> BRIEF: Substitute "pillar base" for "column base" in the lines from the one containing "Note to the class: find each instance of the tapered" through the one containing "(449, 1293)", leaving everything else unchanged, and give back only those lines.

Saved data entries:
┄┄┄┄┄┄┄┄┄┄┄┄┄┄┄┄┄┄┄┄
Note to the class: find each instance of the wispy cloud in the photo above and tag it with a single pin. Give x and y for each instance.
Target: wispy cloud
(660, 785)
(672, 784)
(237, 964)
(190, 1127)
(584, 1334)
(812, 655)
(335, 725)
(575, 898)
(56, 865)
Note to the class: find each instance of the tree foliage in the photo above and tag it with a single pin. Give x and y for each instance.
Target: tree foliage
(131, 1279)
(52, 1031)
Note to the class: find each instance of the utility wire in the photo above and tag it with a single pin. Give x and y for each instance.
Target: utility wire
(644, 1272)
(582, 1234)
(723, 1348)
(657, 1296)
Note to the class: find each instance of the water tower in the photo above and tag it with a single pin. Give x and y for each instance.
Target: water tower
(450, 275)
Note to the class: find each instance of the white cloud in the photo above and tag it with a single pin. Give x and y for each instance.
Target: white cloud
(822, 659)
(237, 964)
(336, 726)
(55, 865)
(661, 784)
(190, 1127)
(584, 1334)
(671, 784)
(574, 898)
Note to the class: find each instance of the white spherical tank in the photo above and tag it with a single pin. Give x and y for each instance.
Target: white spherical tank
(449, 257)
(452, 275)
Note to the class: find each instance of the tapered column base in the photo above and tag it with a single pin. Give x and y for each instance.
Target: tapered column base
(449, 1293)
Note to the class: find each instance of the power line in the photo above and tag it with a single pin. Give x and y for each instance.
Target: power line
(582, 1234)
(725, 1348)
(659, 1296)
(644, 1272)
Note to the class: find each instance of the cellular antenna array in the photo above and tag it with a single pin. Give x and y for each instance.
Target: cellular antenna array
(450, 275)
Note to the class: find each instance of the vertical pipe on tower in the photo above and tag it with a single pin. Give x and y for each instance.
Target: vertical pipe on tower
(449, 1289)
┄┄┄┄┄┄┄┄┄┄┄┄┄┄┄┄┄┄┄┄
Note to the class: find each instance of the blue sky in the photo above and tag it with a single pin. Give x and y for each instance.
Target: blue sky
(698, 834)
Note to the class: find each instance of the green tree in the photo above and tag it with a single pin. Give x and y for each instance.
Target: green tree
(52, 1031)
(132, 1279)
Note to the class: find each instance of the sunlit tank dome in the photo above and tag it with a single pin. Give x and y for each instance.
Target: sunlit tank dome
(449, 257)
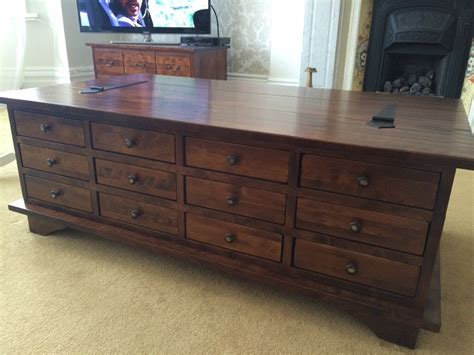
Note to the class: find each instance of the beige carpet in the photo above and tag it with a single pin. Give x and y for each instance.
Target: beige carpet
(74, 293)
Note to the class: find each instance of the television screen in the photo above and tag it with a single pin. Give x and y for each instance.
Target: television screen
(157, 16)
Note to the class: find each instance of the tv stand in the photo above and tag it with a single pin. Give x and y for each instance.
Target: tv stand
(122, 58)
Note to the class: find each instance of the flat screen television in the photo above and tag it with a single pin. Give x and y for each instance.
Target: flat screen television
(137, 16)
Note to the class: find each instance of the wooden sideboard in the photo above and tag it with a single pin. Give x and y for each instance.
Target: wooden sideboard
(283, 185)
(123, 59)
┄┄┄┄┄┄┄┄┄┄┄┄┄┄┄┄┄┄┄┄
> RESULT:
Note to the class: find each instance of the tapered pillar base in the photo above and tag it with a single pin. Give x and y for each instance.
Target: tapered pillar base
(449, 1293)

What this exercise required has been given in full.